Supplied records

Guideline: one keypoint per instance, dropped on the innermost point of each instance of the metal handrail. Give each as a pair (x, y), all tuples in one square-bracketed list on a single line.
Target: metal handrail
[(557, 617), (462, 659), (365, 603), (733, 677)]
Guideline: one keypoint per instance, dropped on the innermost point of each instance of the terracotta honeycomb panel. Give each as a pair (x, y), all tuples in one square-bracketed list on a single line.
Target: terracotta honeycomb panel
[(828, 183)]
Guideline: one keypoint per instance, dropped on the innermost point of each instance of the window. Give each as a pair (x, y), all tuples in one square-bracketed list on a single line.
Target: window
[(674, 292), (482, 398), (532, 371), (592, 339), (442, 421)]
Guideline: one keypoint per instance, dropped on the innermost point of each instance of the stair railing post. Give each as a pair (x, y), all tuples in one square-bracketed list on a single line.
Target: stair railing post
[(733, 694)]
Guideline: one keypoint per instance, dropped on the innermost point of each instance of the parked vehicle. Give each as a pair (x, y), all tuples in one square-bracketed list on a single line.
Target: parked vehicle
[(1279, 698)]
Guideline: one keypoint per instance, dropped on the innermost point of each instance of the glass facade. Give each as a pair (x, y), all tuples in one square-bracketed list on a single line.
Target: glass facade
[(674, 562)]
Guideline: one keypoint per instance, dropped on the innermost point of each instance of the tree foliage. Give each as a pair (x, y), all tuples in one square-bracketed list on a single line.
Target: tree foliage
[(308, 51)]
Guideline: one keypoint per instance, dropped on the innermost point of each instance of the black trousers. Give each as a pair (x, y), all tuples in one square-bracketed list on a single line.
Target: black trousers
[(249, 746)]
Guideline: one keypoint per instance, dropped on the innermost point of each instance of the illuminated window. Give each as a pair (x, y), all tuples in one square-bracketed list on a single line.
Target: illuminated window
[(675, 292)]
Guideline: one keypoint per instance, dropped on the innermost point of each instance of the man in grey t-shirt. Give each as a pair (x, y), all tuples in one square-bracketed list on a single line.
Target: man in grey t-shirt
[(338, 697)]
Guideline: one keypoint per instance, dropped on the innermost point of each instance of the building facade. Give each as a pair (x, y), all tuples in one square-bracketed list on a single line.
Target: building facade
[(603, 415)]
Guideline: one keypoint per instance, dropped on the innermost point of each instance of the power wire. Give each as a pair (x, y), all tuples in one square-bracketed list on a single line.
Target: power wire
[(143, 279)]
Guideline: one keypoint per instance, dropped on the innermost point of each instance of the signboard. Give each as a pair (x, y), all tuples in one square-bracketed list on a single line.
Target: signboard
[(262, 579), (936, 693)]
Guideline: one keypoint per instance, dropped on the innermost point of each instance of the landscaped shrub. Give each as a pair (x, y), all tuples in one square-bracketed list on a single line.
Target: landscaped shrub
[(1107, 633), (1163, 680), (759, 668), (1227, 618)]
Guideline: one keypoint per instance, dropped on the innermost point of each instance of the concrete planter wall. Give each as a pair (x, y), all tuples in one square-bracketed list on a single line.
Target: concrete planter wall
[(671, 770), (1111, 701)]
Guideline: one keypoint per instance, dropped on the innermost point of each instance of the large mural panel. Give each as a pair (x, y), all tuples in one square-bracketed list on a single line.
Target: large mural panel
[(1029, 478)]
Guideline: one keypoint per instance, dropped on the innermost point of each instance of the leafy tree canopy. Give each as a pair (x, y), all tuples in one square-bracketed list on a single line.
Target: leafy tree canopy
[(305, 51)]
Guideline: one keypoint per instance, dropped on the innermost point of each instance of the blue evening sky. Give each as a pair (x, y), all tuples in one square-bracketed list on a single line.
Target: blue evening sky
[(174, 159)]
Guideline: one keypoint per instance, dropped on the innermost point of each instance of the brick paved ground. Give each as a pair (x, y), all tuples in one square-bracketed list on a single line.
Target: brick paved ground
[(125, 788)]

What you have to do
In the material, substitute "marker" for "keypoint" throughout the lines between the one holding "of the terracotta" and the one holding "[(733, 694)]", inclusive. Return only those lines, with everything else left as it is.

Result for this exercise
Guideline: one marker per instance, dropped on the innermost point of each instance of the terracotta honeycomb panel. Give each as a pair (x, y), all tuples in one square-bracketed list on a single line.
Target: terracotta honeycomb panel
[(828, 183)]
Guideline: one marker per instance, dropped on the innermost point of each instance of the window. Give each as a pair (x, y), all tuples in one square-bracketed list on a single line.
Target: window
[(674, 292), (482, 398), (532, 371), (592, 339), (442, 421)]
Guideline: one marker per instance, dropped on the innermost point of each instance of the stair railing post. Give each as a pair (x, y), all tuples in one square-bracketed list on a single line.
Target: stair railing post
[(733, 694)]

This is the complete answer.